Kaynak metin>
------------------------------------------------------------

Feminizm Teorisi Ve Güvenlik Kavramına Yaklaşımı

Yazan  27 Ekim 2011
Bu çalışmada feminizm kavramının anlamının, kısa tarihçesinin ve öncülerinin ele alınmasının ardından feminist düşüncelerin güvenlik ve güç olgularına yaklaşımları değerlendirilecektir.

Feminist teori son çeyrek asırdır uluslararası ilişkiler disiplininde yer bulmuş, geleneksel teorilere bir alternatif olarak kadın odaklı eleştirel bir bakış açısıyla uluslararası ilişkileri inceleme altına almıştır (Özveri, 2009, s.207). Bunun bir sonucu olarak sosyolojik açıdan bakıldığında kadının toplumdaki rolü değişmiş ve önemi artmıştır. Günümüz dünyasında kadın, güç konusunda erkeğin tekeline son vermiş ve gerek özel gerekse de kamusal alanda ön plana çıkmaya başlamıştır.

Feminizm, Fransızca kökenli bir kelimedir. Toplumda kadının haklarını çoğaltma, erkeğinkiler düzeyine çıkarma, eşitlik sağlama amacını güden düşünce akımı, kadın hareketidir(Parlatır, 1997, s.291). Arat (2010) ise feminizmi, cinslerin eşitliği kuramına dayanan, kadınlara da erkeklerin sahip olduğu hakların verilmesini isteyen, kadın ile erkek arasındaki güç ve iktidar ilişkisini değiştirmeyi amaçlayan bir siyasal akımdır diye tanımlamıştır.

Tarihin daha önceki dönemlerinde insan yerine bile konmayan kadınlar ilk defa 17. yüzyıl İngiltere'sinde seslerini yükseltemeye başlamışlardır. 17. yüzyıl düşünürleri, kadının düşünsel donanımı açısından erkekten farklı olmadığını ve eğitildiği takdirde eşit gücünü somutlaştırabileceği görüşünü işlemişlerdir. Nitekim feminizm, bilinçli bir protesto hareketi olarak devrimci burjuva geleneğinden doğmuştur(Arat, 2010, s.37). Feminizm tarihi literatürde üç dalgaya ayrılmıştır. Birinci dalga, 19. yüzyılın sonu ile 20. yüzyılın başı, ikinci dalga 1960 ve 1970'ler ve üçüncü dalga da 1990'lardan günümüze kadar olan dönemdir.

Ancak tarihsel olarak birinci dalgadan çok önce Fransız İhtilali döneminde yazılmış eserler mevcuttur(Özveri, 2009, s.208). 1791 yılında Olympe de Gouges ünlü Kadın ve Yurttaş-Kadın Hakları Bildirisi'ni yazdı(Büyük Larousse, Cilt 8, 1986, s. 4026). Ayrıca ilkfeminist olarak bilinen Mary Wollstonecraft, A Vindication of the Rights of Woman (Kadın Haklarının Müdafaası)'nı 1792'de yazmıştır. Bunların yanında Christine de Pizan ve Hedwig Dohm'un da eserleri feminizm teorisinin ilkleri arasında sayılabilir(Arat, 2010, s.37-44). Ancak bu yazarların fikirlerinin gerçek manada gündeme gelmesi ise yüzyılı aşan bir süre sonrasında gerçekleşmiştir.

------------------------------------------------------------

Çıkarılan malzeme>
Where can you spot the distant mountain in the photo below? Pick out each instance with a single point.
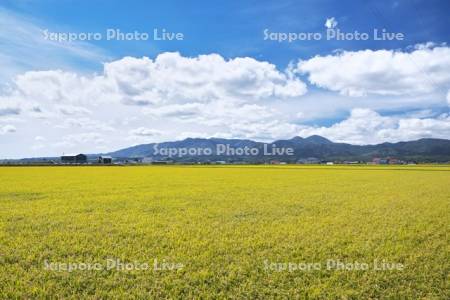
(320, 148)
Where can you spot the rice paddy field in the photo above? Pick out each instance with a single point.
(199, 232)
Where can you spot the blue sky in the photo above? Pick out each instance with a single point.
(235, 28)
(281, 82)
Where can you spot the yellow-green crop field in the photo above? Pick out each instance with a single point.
(197, 232)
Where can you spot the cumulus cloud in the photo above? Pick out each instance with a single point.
(382, 72)
(365, 126)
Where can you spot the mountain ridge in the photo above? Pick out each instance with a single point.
(422, 150)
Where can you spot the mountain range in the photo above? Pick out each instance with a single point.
(313, 147)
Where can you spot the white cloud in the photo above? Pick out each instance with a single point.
(331, 23)
(147, 132)
(382, 72)
(7, 129)
(365, 126)
(24, 47)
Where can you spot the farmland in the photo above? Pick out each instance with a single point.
(225, 231)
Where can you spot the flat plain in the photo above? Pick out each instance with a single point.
(225, 232)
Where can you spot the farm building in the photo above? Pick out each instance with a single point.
(105, 159)
(74, 158)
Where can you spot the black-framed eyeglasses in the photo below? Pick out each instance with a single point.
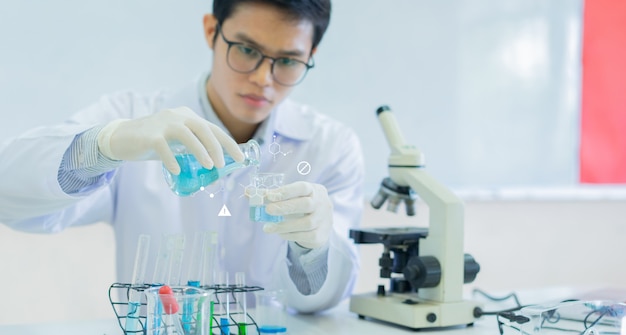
(243, 58)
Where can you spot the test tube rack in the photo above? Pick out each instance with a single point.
(119, 294)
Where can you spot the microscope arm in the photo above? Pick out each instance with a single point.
(445, 232)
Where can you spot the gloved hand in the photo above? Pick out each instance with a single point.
(149, 137)
(307, 212)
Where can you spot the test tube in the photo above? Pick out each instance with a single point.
(224, 304)
(132, 324)
(209, 268)
(163, 269)
(176, 260)
(240, 295)
(210, 263)
(170, 309)
(194, 276)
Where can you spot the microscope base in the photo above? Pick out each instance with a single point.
(409, 311)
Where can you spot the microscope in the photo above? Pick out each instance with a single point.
(426, 266)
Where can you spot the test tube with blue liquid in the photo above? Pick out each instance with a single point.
(169, 258)
(224, 304)
(132, 324)
(194, 177)
(210, 270)
(194, 276)
(260, 184)
(241, 314)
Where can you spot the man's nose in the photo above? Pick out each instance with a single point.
(262, 76)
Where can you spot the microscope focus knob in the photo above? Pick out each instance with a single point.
(423, 271)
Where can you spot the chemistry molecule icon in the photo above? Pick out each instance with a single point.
(304, 168)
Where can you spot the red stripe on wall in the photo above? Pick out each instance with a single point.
(603, 116)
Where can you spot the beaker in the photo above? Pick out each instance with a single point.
(194, 177)
(260, 183)
(186, 310)
(270, 312)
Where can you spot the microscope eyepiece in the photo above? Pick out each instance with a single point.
(382, 108)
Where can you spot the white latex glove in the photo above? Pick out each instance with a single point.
(149, 137)
(307, 212)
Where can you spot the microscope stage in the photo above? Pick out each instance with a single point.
(409, 311)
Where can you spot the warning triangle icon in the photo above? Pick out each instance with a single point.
(224, 211)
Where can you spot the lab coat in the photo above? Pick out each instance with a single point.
(135, 198)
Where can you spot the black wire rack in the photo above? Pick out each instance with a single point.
(119, 296)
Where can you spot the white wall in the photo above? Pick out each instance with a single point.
(519, 245)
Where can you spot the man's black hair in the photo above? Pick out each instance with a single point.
(315, 11)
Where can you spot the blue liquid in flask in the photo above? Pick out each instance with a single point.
(194, 177)
(258, 214)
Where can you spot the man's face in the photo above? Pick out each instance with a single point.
(250, 97)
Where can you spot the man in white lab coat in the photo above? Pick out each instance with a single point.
(106, 162)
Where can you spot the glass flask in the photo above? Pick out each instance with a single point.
(194, 177)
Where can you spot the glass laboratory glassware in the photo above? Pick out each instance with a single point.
(260, 183)
(271, 312)
(165, 312)
(194, 177)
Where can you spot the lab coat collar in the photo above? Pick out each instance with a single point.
(287, 119)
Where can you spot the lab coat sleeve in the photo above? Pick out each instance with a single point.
(344, 182)
(31, 197)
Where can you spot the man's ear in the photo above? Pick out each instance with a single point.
(209, 22)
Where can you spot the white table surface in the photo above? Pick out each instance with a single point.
(338, 320)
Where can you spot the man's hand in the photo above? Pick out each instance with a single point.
(148, 137)
(307, 212)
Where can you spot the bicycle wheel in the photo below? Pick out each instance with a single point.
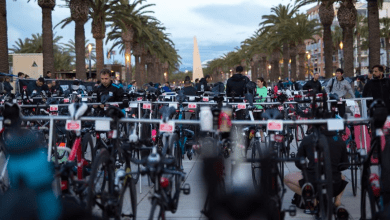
(157, 208)
(324, 180)
(128, 198)
(299, 134)
(102, 176)
(256, 167)
(354, 167)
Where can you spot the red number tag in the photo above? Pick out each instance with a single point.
(167, 127)
(147, 106)
(73, 125)
(54, 108)
(192, 106)
(241, 106)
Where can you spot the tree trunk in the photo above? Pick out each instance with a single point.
(285, 60)
(47, 38)
(80, 50)
(326, 12)
(359, 71)
(4, 65)
(348, 52)
(374, 44)
(100, 55)
(293, 57)
(129, 70)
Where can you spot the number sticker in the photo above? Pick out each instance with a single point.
(133, 105)
(168, 127)
(192, 105)
(335, 124)
(54, 108)
(241, 106)
(73, 125)
(102, 125)
(147, 106)
(275, 125)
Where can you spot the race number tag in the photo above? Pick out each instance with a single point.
(173, 105)
(133, 105)
(54, 108)
(241, 106)
(73, 125)
(102, 125)
(335, 124)
(275, 125)
(192, 106)
(147, 106)
(168, 127)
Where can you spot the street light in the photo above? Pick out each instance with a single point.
(341, 54)
(90, 52)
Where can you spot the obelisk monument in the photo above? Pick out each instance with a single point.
(197, 71)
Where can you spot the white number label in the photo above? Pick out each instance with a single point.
(73, 125)
(192, 106)
(168, 127)
(335, 124)
(275, 125)
(147, 106)
(54, 108)
(102, 125)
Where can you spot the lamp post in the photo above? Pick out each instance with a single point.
(341, 55)
(127, 65)
(90, 52)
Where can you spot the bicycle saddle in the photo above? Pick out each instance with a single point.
(272, 114)
(167, 112)
(114, 112)
(77, 110)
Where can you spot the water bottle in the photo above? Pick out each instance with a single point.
(206, 119)
(374, 181)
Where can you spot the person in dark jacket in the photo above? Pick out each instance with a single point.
(338, 154)
(378, 87)
(189, 89)
(203, 82)
(313, 84)
(35, 86)
(236, 83)
(7, 86)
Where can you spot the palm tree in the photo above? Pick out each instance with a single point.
(282, 13)
(346, 16)
(79, 10)
(47, 34)
(373, 32)
(4, 65)
(326, 12)
(385, 33)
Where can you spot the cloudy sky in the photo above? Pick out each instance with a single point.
(219, 25)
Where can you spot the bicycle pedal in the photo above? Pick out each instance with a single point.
(186, 189)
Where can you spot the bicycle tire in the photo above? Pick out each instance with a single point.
(325, 183)
(354, 167)
(100, 179)
(129, 204)
(255, 166)
(161, 212)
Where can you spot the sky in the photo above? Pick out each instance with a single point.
(219, 25)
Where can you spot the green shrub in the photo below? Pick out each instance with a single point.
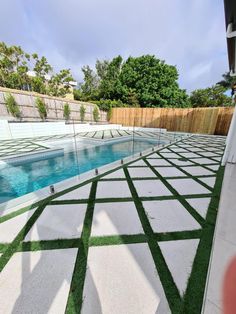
(105, 104)
(109, 114)
(42, 109)
(82, 111)
(96, 114)
(66, 111)
(12, 106)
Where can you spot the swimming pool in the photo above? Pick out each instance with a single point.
(30, 176)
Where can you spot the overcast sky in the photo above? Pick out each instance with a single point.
(71, 33)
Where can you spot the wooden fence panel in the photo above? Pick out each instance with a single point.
(194, 120)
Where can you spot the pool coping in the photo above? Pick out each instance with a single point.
(38, 195)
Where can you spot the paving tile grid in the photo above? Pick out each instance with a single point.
(164, 169)
(10, 148)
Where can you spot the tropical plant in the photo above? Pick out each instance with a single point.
(12, 106)
(66, 111)
(96, 116)
(15, 65)
(42, 109)
(82, 111)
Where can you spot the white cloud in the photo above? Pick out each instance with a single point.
(187, 33)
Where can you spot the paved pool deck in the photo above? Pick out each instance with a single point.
(22, 146)
(137, 239)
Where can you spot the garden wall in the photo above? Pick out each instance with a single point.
(55, 105)
(194, 120)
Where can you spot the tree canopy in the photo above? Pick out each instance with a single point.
(15, 65)
(210, 97)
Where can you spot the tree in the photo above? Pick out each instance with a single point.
(96, 116)
(42, 109)
(132, 99)
(12, 106)
(153, 82)
(13, 66)
(82, 111)
(210, 97)
(90, 85)
(228, 81)
(14, 72)
(66, 111)
(101, 68)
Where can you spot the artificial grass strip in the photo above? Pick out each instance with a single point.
(171, 291)
(178, 235)
(117, 240)
(48, 245)
(75, 299)
(197, 281)
(12, 247)
(180, 198)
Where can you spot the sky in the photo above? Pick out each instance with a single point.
(189, 34)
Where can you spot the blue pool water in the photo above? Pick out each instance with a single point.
(30, 176)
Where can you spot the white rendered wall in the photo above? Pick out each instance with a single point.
(230, 150)
(22, 130)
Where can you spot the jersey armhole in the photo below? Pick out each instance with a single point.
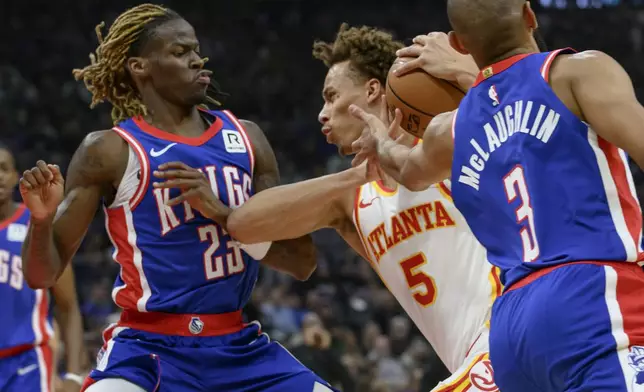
(454, 126)
(244, 133)
(545, 67)
(144, 168)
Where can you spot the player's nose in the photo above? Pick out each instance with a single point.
(323, 118)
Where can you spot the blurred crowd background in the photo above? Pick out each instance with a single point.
(342, 322)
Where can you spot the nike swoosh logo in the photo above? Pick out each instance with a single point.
(27, 369)
(365, 205)
(155, 153)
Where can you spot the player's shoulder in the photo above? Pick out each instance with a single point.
(99, 155)
(578, 64)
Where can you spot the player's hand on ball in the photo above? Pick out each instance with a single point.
(195, 189)
(42, 189)
(67, 386)
(434, 55)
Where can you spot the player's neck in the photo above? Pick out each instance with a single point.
(389, 182)
(7, 209)
(527, 48)
(174, 119)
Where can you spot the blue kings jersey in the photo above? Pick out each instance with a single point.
(24, 311)
(537, 185)
(173, 259)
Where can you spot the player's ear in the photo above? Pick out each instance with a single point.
(456, 43)
(529, 17)
(138, 66)
(375, 89)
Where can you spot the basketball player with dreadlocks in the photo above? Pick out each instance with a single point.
(160, 173)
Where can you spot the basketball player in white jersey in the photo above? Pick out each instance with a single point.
(418, 243)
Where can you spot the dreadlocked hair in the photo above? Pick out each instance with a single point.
(370, 51)
(107, 78)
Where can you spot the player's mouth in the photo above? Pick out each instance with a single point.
(203, 77)
(326, 131)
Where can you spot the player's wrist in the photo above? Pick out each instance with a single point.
(77, 378)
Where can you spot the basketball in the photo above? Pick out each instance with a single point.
(420, 97)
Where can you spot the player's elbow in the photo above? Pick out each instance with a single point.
(39, 281)
(306, 267)
(239, 227)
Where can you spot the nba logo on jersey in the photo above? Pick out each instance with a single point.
(16, 232)
(494, 96)
(196, 326)
(636, 361)
(233, 141)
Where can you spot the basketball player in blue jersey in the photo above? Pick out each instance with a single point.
(27, 361)
(537, 167)
(159, 175)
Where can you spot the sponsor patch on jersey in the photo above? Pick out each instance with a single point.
(16, 232)
(233, 141)
(195, 326)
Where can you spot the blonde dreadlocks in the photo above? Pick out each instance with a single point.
(107, 78)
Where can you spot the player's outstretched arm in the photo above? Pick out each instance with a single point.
(416, 168)
(292, 210)
(268, 214)
(603, 96)
(71, 327)
(57, 228)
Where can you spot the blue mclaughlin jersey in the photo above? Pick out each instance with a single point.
(173, 259)
(24, 310)
(537, 185)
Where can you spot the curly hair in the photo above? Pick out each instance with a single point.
(107, 77)
(371, 51)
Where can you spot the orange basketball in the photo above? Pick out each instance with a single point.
(420, 97)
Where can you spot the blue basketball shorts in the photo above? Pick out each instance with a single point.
(27, 369)
(577, 327)
(246, 360)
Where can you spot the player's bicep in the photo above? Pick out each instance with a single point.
(430, 161)
(606, 98)
(266, 172)
(64, 291)
(90, 172)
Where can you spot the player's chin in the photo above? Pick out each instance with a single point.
(196, 98)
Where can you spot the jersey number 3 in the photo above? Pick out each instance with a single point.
(515, 186)
(422, 285)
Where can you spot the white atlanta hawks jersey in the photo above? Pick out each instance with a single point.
(426, 255)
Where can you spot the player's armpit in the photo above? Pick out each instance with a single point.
(430, 161)
(97, 163)
(604, 93)
(293, 254)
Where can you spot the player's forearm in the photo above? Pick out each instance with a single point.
(41, 261)
(291, 211)
(392, 157)
(405, 165)
(295, 257)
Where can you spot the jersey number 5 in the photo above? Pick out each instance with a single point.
(515, 186)
(421, 284)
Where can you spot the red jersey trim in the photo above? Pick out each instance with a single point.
(499, 67)
(545, 68)
(17, 214)
(245, 137)
(214, 128)
(144, 163)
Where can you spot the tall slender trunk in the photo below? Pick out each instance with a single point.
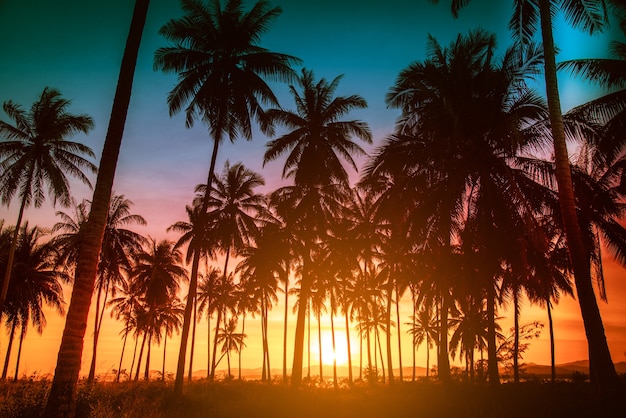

------------------------------------------------------------

Görev listesi>
1. Kaynak metindeki "Feminizm tarihi literatürde üç dalgaya ayrılmıştır." cümlesini İngilizceye çevirin.
2. Kaynak metinde "Tarihin daha önceki" ile "kadar olan dönemdir." arasındaki bölümü, bu iki ifade de dahil, hiç değiştirmeden kopyalayın.

Görev çıktıları>
1. In the literature, the history of feminism is divided into three waves.

2.
Tarihin daha önceki dönemlerinde insan yerine bile konmayan kadınlar ilk defa 17. yüzyıl İngiltere'sinde seslerini yükseltemeye başlamışlardır. 17. yüzyıl düşünürleri, kadının düşünsel donanımı açısından erkekten farklı olmadığını ve eğitildiği takdirde eşit gücünü somutlaştırabileceği görüşünü işlemişlerdir. Nitekim feminizm, bilinçli bir protesto hareketi olarak devrimci burjuva geleneğinden doğmuştur(Arat, 2010, s.37). Feminizm tarihi literatürde üç dalgaya ayrılmıştır. Birinci dalga, 19. yüzyılın sonu ile 20. yüzyılın başı, ikinci dalga 1960 ve 1970'ler ve üçüncü dalga da 1990'lardan günümüze kadar olan dönemdir.